╭──
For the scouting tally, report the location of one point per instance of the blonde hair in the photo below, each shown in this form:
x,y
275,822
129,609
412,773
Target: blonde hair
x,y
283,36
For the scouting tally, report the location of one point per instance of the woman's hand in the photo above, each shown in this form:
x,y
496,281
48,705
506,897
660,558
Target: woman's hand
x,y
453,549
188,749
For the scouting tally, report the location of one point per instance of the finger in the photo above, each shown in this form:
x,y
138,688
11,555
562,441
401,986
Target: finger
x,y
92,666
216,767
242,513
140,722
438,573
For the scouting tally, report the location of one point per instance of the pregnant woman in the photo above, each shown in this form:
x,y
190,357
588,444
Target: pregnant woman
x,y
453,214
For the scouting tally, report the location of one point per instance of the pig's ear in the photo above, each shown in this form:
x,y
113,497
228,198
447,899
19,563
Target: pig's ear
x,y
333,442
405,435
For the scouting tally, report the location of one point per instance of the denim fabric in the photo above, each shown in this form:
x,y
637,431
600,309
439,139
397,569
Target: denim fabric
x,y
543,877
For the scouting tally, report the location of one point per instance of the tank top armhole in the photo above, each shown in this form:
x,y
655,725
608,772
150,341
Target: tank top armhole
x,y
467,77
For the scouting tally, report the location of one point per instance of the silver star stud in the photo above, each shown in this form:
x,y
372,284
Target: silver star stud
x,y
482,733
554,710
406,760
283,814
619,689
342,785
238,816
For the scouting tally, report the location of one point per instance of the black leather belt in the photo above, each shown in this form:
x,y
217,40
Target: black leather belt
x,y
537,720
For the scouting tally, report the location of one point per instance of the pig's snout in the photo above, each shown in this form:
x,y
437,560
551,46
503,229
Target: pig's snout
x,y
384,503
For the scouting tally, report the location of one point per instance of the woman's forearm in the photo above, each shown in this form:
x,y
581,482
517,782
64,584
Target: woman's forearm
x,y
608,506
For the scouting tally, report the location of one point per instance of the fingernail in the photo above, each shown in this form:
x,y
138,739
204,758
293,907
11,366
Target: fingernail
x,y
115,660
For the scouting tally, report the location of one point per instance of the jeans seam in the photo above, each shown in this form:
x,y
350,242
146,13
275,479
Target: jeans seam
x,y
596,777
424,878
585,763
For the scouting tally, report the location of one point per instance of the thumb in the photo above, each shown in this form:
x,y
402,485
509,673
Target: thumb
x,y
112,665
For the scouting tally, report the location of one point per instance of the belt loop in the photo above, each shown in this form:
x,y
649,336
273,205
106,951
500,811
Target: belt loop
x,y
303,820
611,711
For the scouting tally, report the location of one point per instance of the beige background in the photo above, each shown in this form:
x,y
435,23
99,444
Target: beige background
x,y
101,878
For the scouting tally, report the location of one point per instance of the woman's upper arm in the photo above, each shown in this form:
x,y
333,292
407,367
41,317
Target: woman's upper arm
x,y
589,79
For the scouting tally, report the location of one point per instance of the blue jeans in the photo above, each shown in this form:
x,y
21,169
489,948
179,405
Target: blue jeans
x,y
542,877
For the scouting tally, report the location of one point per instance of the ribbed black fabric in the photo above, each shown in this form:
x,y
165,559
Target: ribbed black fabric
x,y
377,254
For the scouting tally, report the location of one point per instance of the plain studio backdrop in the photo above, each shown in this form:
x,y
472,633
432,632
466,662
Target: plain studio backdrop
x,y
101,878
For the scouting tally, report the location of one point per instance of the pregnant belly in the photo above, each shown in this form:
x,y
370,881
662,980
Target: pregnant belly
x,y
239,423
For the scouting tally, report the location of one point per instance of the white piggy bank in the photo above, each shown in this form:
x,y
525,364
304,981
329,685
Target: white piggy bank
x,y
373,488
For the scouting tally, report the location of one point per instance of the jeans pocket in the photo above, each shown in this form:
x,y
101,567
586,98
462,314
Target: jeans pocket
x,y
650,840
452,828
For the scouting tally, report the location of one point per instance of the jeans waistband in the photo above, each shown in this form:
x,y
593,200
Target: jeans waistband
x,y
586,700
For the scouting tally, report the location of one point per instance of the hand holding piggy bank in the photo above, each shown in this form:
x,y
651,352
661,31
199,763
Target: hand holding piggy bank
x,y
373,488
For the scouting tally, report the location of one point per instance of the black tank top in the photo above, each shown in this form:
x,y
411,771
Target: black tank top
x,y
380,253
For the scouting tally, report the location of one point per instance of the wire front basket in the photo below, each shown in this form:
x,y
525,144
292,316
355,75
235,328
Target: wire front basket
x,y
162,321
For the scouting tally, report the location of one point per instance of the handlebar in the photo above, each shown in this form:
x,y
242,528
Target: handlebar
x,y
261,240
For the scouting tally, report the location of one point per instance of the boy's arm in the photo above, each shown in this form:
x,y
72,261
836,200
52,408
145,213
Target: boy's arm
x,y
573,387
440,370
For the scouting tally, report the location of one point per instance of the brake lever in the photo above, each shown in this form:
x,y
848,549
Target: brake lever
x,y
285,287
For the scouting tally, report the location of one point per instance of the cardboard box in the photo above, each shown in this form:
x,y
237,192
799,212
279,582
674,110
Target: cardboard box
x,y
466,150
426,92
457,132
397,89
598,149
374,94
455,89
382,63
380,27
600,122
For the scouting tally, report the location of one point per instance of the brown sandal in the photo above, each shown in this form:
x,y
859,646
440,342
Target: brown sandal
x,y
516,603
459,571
╰──
Reproduce every one of the records above verbatim, line by line and in their original order.

#### Exercise response:
For the scouting tally, report the location of one point per instance of the blonde hair in the photo below, each shown in this form:
x,y
275,822
129,609
412,773
Target: blonde hair
x,y
283,36
For the scouting tally, report the location of one point per instance of the woman's hand in the photo above, each shown in this form:
x,y
496,281
48,705
506,897
660,558
Target: woman's hand
x,y
453,549
188,749
For the scouting tally, report the location of one point per instance of the finger in the photo above, each shown in this form:
x,y
138,688
11,555
562,441
401,986
Target: finger
x,y
92,666
216,767
242,513
140,722
438,573
For the scouting tally, report the location of one point per instance of the pregnant woman in the photo above, each shown in this form:
x,y
190,357
588,444
Target: pregnant woman
x,y
453,214
For the scouting tally, report the location of one point per instance of the pig's ear in the photo above, each shown in this form:
x,y
113,497
228,198
447,899
19,563
Target: pig's ear
x,y
333,442
405,435
For the scouting tally, report the location of one point per instance of the denim fabric in the photo above, each shown in this form:
x,y
637,431
600,309
439,139
397,569
Target: denim fabric
x,y
543,877
For the scouting tally, report the location of one point per instance of the tank top armhole in the photo above, each shown in this form:
x,y
655,725
608,772
150,341
Target: tank top armhole
x,y
467,77
For the scouting tally, report the location of one point per instance of the silver star stud in the photo above, each shown in this form:
x,y
372,284
Target: silver star stud
x,y
482,733
554,710
406,760
283,814
619,689
342,785
238,816
For the scouting tally, report the location of one point per instance of the black leather belt in the photo above, each shown in this form:
x,y
217,40
Target: black leather belt
x,y
537,720
For the scouting tally, report the location of one point per instance of the pig's snout in the photo above, each shown in this form:
x,y
437,560
551,46
503,229
Target: pig's snout
x,y
384,503
For the scouting tally, report the location of one point per instance of the woman's forearm in the photo above, each shown in this form:
x,y
581,482
517,782
64,584
Target: woman's forearm
x,y
608,506
For the scouting tally, report the location of one point per instance of the fingernail in the photo above, each shown in this form:
x,y
138,739
204,758
293,907
11,366
Target: fingernail
x,y
115,660
For the scouting tally, report the location of one point per instance of the jeans seam in the photo above, each shown in this form:
x,y
350,242
146,13
275,479
Target: jeans seam
x,y
596,777
424,878
585,763
For the scouting tally, report the location of one point per instance of the thumb in the photo above, each shown in this form:
x,y
402,485
509,673
Target: thumb
x,y
112,665
For the scouting tally, report the location of one point per instance of the belt loop in the photo above, each shown in this form:
x,y
649,336
273,205
106,951
500,811
Target: belt loop
x,y
303,820
611,711
For the scouting tally, report the location of one point per instance of the beige background in the photo above, each shown in this form:
x,y
435,23
99,444
Target: beige background
x,y
101,878
For the scouting tally, report the location of one point per instance of the woman's upper arm in the photo above, each shown in this form:
x,y
333,292
407,367
41,317
Target: woman's upper arm
x,y
589,79
For the scouting tally, report the location of one point per instance of the blue jeans in the photo above, each shown in this form:
x,y
21,169
489,948
179,405
Target: blue jeans
x,y
542,877
For the scouting tally, report the location of one point per instance of the ribbed black fabric in the photo above, each shown in this form:
x,y
165,559
Target: ribbed black fabric
x,y
377,254
For the scouting tally, report the location of one point per instance of the plain studio backdrop in the photo above, each shown in this form:
x,y
472,633
432,632
466,662
Target: plain studio backdrop
x,y
101,878
For the scouting tally, report the location of one point per instance of the pregnant belly in the photo above, each shown in this form:
x,y
370,881
662,980
Target: pregnant belly
x,y
239,423
For the scouting tally, report the location of one point per instance of the white piggy bank in the photo above, each shown in this form:
x,y
525,364
304,981
329,685
Target: white piggy bank
x,y
373,488
For the scouting tally, report the location of one point per instance of the jeans pocket in the photo above, each shown in this form:
x,y
101,567
586,98
462,314
Target: jeans pocket
x,y
650,840
452,828
For the scouting tally, report the location of one point per instance of the jeans waistband in the photo above, each shown in this form:
x,y
593,200
Target: jeans waistband
x,y
586,700
For the scouting tally, report the location of one point per instance of the hand holding piggy bank in the photo above, each shown in this form:
x,y
651,352
661,31
199,763
Target: hand holding piggy bank
x,y
373,488
For the scouting tally, report the location of one point per instance of the black tank top in the photo above, each shown in this form:
x,y
411,771
Target: black tank top
x,y
380,253
For the scouting tally, report the location of one point per instance of the wire front basket in the photo below, each shown in this form:
x,y
525,144
292,316
355,75
235,328
Target: wire front basket
x,y
162,321
For the scouting tally, report the location of one point per instance of the handlebar in the photo above, each shown in this form:
x,y
242,528
Target: handlebar
x,y
261,240
For the scouting tally, report the location of one point per instance of the boy's arm in the photo above, each shown in this form:
x,y
72,261
836,200
52,408
145,213
Target: boy's arm
x,y
573,387
440,370
For the scouting tally, report the location of one point per instance of the brake lever in the photo above, each shown in this form:
x,y
848,549
Target: brake lever
x,y
285,287
For the scouting tally, report the location of one point per instance of the cardboard box in the photo above, each shown in this form:
x,y
237,192
799,212
279,582
674,110
Target: cardboard box
x,y
466,150
426,92
457,132
397,89
598,149
374,94
455,89
382,63
380,27
600,122
For the scouting tally, report the location of one point per instance of the brown sandal in the photo above, each shown in this form:
x,y
859,646
440,342
Target: brown sandal
x,y
516,603
459,571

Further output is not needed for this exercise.